• **Goal of the exercise**:
Scale everything from the line containing "t-shirt in the image above." down to the last of the entries below, rewriting each line with its requests included. Multiply every coordinate in the answers by 1.05 and round to whole numbers, with halves rounded up.

== Records for the exercise ==

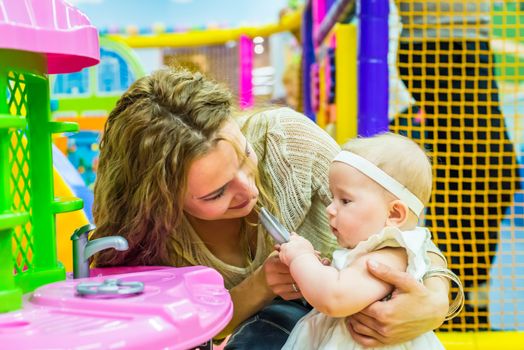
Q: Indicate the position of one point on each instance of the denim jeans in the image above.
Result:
(269, 328)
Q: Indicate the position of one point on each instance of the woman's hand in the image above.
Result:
(412, 310)
(296, 246)
(278, 278)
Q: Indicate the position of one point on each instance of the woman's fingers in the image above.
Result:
(359, 332)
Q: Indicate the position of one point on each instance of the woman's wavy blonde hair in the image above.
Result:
(158, 128)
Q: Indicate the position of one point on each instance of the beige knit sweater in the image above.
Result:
(297, 157)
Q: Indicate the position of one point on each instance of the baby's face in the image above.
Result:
(359, 208)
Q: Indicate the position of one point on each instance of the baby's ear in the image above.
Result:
(398, 213)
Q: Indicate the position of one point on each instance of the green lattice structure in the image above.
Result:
(28, 257)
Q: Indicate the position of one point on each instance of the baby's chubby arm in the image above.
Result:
(333, 292)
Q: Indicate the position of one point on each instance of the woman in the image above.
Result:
(182, 180)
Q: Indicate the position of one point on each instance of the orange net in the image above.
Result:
(456, 89)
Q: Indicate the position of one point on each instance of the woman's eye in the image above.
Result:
(217, 196)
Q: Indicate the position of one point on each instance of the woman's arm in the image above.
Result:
(333, 292)
(257, 290)
(397, 320)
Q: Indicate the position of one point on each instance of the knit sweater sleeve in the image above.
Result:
(298, 157)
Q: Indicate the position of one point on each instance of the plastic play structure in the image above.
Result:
(131, 307)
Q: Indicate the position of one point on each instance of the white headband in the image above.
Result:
(383, 179)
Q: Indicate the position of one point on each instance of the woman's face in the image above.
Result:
(221, 185)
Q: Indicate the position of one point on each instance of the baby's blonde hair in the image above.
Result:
(400, 157)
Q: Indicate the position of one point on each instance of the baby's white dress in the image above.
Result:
(319, 331)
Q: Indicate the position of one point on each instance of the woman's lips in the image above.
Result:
(241, 205)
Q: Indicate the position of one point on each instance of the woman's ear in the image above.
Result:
(398, 213)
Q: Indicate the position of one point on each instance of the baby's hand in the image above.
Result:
(296, 246)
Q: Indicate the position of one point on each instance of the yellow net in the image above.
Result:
(456, 88)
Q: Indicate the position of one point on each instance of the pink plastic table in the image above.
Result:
(179, 308)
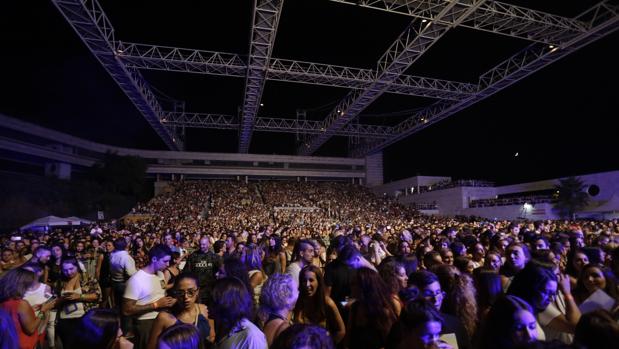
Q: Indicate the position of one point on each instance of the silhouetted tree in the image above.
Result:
(571, 196)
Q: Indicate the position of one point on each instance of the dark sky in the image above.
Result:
(561, 120)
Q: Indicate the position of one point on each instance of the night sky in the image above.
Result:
(562, 120)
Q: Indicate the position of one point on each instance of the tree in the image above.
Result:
(571, 196)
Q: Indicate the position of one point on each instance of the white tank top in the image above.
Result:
(37, 297)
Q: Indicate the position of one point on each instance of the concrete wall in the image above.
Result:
(400, 186)
(374, 169)
(537, 212)
(449, 201)
(608, 182)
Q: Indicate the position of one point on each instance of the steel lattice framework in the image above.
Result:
(92, 25)
(491, 16)
(282, 125)
(264, 28)
(416, 39)
(552, 37)
(184, 60)
(601, 20)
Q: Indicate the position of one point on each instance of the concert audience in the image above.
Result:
(332, 238)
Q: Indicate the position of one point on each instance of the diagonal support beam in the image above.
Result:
(264, 27)
(491, 16)
(193, 61)
(416, 39)
(89, 21)
(602, 19)
(280, 125)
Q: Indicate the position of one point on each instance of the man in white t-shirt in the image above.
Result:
(145, 293)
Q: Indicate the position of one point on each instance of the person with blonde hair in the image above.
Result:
(278, 298)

===

• **Solution to this problem**:
Q: Indicate the position of one point on each instance of the man in white t-shirt in the image above.
Result:
(152, 308)
Q: Indicate the position of one point on each instance of the person with blonde hair in the image above.
Result:
(292, 313)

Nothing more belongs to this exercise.